**Directions for this task:** Output every entry exactly as given.

**Information provided:**
------------------------------------

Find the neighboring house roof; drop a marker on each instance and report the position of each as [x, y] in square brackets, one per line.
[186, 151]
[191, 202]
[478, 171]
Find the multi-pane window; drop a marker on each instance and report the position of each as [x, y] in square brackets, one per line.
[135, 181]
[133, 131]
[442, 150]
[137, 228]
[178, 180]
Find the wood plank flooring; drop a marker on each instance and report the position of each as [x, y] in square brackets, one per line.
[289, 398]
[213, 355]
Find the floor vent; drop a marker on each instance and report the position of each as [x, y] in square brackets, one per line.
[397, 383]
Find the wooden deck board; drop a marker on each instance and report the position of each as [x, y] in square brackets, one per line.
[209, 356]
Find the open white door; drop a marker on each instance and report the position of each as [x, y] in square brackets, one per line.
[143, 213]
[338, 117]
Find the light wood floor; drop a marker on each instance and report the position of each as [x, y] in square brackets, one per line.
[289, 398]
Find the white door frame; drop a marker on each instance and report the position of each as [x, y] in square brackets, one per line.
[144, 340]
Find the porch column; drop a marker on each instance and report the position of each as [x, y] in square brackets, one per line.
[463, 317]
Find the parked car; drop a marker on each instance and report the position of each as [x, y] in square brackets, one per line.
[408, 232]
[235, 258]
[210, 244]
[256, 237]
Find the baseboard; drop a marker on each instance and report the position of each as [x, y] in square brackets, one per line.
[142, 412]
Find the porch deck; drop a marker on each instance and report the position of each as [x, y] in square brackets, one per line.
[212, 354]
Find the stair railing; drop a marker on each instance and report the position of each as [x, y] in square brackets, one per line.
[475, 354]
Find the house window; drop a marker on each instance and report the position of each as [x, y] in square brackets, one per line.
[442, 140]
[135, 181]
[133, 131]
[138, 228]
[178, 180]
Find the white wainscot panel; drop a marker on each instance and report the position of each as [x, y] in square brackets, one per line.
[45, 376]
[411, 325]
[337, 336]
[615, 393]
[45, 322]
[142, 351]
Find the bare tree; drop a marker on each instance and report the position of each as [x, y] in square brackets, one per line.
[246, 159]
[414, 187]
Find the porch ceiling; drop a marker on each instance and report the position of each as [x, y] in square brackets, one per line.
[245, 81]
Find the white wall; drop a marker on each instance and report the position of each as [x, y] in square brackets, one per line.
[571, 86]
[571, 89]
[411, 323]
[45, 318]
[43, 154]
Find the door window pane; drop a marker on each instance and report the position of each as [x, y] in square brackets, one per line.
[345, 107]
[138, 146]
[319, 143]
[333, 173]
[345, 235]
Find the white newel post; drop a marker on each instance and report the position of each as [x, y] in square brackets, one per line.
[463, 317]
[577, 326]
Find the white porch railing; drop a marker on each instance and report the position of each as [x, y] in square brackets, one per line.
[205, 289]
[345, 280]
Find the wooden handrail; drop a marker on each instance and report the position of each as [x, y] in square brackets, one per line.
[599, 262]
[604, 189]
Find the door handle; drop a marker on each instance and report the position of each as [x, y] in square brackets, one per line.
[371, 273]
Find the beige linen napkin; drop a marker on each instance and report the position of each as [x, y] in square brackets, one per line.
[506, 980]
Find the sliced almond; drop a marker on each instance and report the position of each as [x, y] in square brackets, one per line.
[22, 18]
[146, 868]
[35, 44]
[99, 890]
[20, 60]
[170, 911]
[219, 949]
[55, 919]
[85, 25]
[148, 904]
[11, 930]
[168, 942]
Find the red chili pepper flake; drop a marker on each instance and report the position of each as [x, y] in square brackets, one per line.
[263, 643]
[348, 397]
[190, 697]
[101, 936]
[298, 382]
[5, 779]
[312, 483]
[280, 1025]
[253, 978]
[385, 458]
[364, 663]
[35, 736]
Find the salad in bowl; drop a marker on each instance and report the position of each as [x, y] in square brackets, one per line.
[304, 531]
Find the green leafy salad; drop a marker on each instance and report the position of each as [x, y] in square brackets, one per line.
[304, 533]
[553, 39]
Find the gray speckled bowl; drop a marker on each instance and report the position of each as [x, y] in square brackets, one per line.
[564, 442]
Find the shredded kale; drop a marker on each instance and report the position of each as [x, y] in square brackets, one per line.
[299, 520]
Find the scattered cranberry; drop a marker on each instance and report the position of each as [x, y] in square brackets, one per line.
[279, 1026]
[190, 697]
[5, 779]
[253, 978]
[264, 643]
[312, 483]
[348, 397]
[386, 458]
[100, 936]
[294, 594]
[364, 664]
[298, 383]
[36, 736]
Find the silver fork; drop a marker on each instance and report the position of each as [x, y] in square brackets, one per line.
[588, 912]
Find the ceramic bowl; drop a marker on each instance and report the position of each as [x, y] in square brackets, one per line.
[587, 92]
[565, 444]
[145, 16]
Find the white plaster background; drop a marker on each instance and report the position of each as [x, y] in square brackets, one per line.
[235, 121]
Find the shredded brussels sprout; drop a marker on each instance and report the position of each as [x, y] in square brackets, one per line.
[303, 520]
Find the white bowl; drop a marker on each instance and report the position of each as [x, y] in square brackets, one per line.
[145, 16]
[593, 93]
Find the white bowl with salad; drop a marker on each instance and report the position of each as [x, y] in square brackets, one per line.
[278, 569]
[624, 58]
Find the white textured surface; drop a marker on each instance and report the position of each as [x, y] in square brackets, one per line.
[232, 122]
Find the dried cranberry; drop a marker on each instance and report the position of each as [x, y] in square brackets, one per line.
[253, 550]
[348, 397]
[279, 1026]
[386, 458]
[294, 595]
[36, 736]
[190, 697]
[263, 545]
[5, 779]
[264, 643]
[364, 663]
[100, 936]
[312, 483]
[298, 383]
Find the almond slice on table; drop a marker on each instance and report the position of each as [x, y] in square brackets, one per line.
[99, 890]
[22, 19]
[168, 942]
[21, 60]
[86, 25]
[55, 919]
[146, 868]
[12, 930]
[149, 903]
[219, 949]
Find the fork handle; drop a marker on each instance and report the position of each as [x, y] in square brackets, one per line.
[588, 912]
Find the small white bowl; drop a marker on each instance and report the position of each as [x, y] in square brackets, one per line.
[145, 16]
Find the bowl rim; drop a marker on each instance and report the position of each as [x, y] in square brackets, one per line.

------------------------------------

**Correct result:**
Find the neighboring house roof; drop a marker on each instance and report the position of each as [x, y] in square brackets, one per line.
[186, 151]
[191, 202]
[478, 171]
Find the multi-pane window; drop a marker on each instance and report the position of each as [x, y] in square brackets, one per line.
[135, 181]
[133, 131]
[442, 150]
[137, 228]
[178, 180]
Find the wood plank flooring; drop a marker on each instance and report the position of each as [x, y] in square brackets, one per line.
[289, 398]
[213, 355]
Find the floor vent; drop a marker on each instance and report the position of each as [x, y] in square brackets, one per line.
[397, 383]
Find the wooden deck board; drop a marker on each instance and report the position of each as [x, y] in square brackets, one per line.
[209, 356]
Find the open white door; drop a marker on each instance and report the position of each as [x, y] in square brackets, one per line.
[143, 213]
[338, 117]
Find the light wood floor; drop a marker on each instance and report the position of each as [x, y] in square brackets, one per line.
[289, 398]
Find the white door frame; drop a marker on each instance and report the position of each as [x, y] in square brackets, one per line.
[144, 340]
Find the porch column; drop a marker on each instance and report the position of each as [x, y] in square brackets, one per line.
[463, 317]
Find the parked car; drop a marker on each instance and report the position of each as [x, y] in square brackets, one per line.
[408, 232]
[235, 258]
[210, 244]
[256, 237]
Find the baseboard; drop a marker on each instance and report the position of each as [x, y] in square brackets, one per line.
[142, 412]
Find the porch deck; drop a marker on each instance and report the position of each as [x, y] in square brackets, one per line.
[212, 354]
Find the stair railing; drop a marker on each instance and report the position of each as [x, y] in square brackets, one per line.
[475, 354]
Find the house window; drop a marker on each instance and report the position of each as [x, y] in square brackets, one per line.
[442, 140]
[135, 181]
[133, 131]
[138, 228]
[178, 180]
Find the white wainscot panel; drop a marker on each instance and report the position of each as [x, y] in square brackets, one per line.
[45, 376]
[411, 325]
[337, 336]
[615, 393]
[45, 322]
[142, 351]
Find the bare tree; drop a marker on each instance and report the position of each as [x, y] in square brackets, one per line.
[246, 159]
[414, 187]
Find the porch ceiling; drop a marker on each instance and report the position of each as [x, y] in square brackets, one per line.
[245, 81]
Find the white wall; drop a marker on each instance and report the position of each as [x, y] in square brackets, one per line.
[571, 86]
[571, 89]
[411, 323]
[45, 318]
[43, 154]
Find the door window pane; drop a marker on each instance and report the position of each as [x, y] in square brackets, one per line.
[345, 107]
[138, 146]
[319, 143]
[333, 173]
[345, 235]
Find the white newel post; drop a marker on each instance and report the position of each as [x, y] in square brackets, one per line.
[463, 317]
[577, 326]
Find the white porch railing; drop a marker on each instance and report the position of each as [x, y] in square brackets, one per line.
[205, 289]
[345, 280]
Find the wooden handrail; drop a marker on each instance and report the position of each as [x, y] in square brackets, one per line.
[599, 262]
[604, 189]
Find the door handle; drop a marker on each instance and report the position of each as [x, y] in square brackets, one per line.
[371, 273]
Find the beige linen napkin; drop a marker on each instance and report the position of each as [x, y] in square brackets, one per line.
[506, 980]
Find the sliced almond; drop a marker on each instance and report the position of each as [x, y] in square brackets, one per line.
[22, 18]
[146, 868]
[35, 44]
[99, 890]
[20, 60]
[170, 911]
[219, 949]
[55, 919]
[85, 25]
[148, 904]
[11, 930]
[168, 942]
Find the red chili pepper flake; drop a marker on each instance and report the position of each as [x, y] in square brackets, one per line.
[263, 643]
[348, 397]
[190, 697]
[101, 936]
[298, 382]
[5, 779]
[312, 483]
[280, 1025]
[253, 978]
[385, 458]
[364, 663]
[35, 736]
Find the salad in bowl; drop a marker on each instance and report the position of each as [x, y] in square brackets, one per line.
[304, 531]
Find the green leafy salad; drop a marker on each instance and report the position of each as [x, y] in square brackets, one per line.
[304, 533]
[553, 39]
Find the gray speckled bowl; drop a marker on each instance and report the position of each as [x, y] in square brackets, one per line.
[564, 442]
Find the shredded kale; drop a marker on each instance and report the position of each as [x, y] in square brackets, one per line.
[299, 520]
Find the scattered cranberry; drop a marker on each instance and report the position of each as [x, y] in square brackets, one per line.
[279, 1026]
[190, 697]
[5, 779]
[253, 978]
[264, 643]
[312, 483]
[348, 397]
[386, 458]
[100, 936]
[294, 594]
[364, 664]
[298, 383]
[36, 736]
Find the silver fork; drop a marker on each instance and report the position of each as [x, y] in square brackets, one per line.
[588, 912]
Find the ceramic bowl; drop a marker on each instance and report the position of each as [x, y] in square brackets, one per line.
[587, 92]
[565, 444]
[145, 16]
Find the white plaster background; drop a marker on each instance and report the position of each as [x, y] in square brackets, one per line.
[235, 121]
Find the shredded brussels sprout; drop a marker on each instance and report the position of each as [x, y] in square brackets, one per line.
[303, 520]
Find the white bowl; drop a marker on each instance and report the position of each as [x, y] in square brackets, one per line.
[145, 16]
[593, 93]
Find the white bowl with salad; drop a marker on each instance and report the position of each as [x, y] in square brackets, one per line.
[278, 569]
[624, 58]
Find the white textured surface; drop a marker on each instance and report the position of each as [x, y] in square brackets, one per line.
[232, 122]
Find the dried cranberry; drop a marker on each instance and report the position of each as [x, y] in square brackets, one per line.
[253, 550]
[348, 397]
[279, 1026]
[386, 458]
[294, 595]
[36, 736]
[190, 697]
[263, 545]
[5, 779]
[264, 643]
[364, 663]
[100, 936]
[312, 483]
[298, 383]
Find the almond slice on table; drop a marker on each instance and report the position of each as [x, y] in square brackets, one per line.
[99, 890]
[22, 19]
[168, 942]
[21, 60]
[86, 25]
[55, 919]
[146, 868]
[12, 930]
[149, 903]
[219, 949]
Find the fork handle; drop a marker on each instance and report the position of each as [x, y] in square brackets, one per line.
[588, 912]
Find the small white bowl; drop a marker on each instance and report the position of each as [x, y] in square brackets, one per line.
[145, 16]
Find the bowl rim; drop a marker on each instance and report the position of each as [x, y] in square brackets, one per line.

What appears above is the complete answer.